## TASK PROMPT
Put every line of the records below into a numbered list, skipping any blank lines.

## DATA FOR THE TASK
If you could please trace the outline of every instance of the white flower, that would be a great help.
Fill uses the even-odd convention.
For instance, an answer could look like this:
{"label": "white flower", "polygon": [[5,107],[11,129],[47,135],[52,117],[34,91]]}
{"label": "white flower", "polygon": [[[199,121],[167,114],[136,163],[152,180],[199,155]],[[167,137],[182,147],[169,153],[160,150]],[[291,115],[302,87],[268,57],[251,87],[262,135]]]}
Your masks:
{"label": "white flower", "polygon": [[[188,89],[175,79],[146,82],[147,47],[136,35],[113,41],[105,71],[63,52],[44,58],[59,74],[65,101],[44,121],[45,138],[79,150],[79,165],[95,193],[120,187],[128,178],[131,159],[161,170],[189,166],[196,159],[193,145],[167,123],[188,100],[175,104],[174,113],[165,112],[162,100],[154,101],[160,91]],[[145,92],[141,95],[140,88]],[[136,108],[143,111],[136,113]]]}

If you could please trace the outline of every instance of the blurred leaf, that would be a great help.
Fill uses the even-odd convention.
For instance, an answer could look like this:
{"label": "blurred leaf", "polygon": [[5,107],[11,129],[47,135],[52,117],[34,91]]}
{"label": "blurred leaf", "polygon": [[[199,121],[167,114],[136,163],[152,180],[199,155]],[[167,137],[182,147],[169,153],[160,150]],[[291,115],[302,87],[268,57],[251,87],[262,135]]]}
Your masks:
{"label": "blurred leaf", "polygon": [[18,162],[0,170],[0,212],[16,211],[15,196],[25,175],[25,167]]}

## PROBLEM SOLUTION
1. If you could please trace the outline of every instance of the white flower, that would be a great help.
2. Fill uses the even-odd convention.
3. For instance, an answer could look like this:
4. {"label": "white flower", "polygon": [[5,107],[11,129],[47,135],[52,117],[34,91]]}
5. {"label": "white flower", "polygon": [[[199,121],[167,114],[136,163],[152,180],[199,155]],[[167,137],[182,147],[169,153],[160,150]],[[291,115],[302,87],[268,57],[251,87],[262,135]]]}
6. Your masks:
7. {"label": "white flower", "polygon": [[[188,89],[175,79],[146,82],[147,47],[136,35],[113,41],[105,71],[63,52],[44,58],[59,74],[65,101],[44,121],[45,138],[79,150],[79,165],[95,193],[120,187],[128,178],[131,159],[161,170],[189,166],[196,159],[193,145],[167,123],[188,100],[175,104],[174,113],[165,112],[162,100],[154,101],[160,91]],[[145,92],[141,95],[140,88]],[[136,108],[143,111],[136,113]]]}
8. If you could please trace the outline of every instance of the blurred leaf, that would be a great help.
9. Fill uses the even-odd convention.
10. For instance, an answer could look like this:
11. {"label": "blurred leaf", "polygon": [[5,107],[11,129],[47,135],[52,117],[34,91]]}
12. {"label": "blurred leaf", "polygon": [[[199,121],[167,114],[136,163],[152,180],[199,155]],[[167,137],[182,147],[169,153],[160,150]],[[291,115],[302,87],[268,57],[251,87],[262,135]]]}
13. Your masks:
14. {"label": "blurred leaf", "polygon": [[18,162],[0,170],[0,212],[16,211],[15,196],[25,175],[25,167]]}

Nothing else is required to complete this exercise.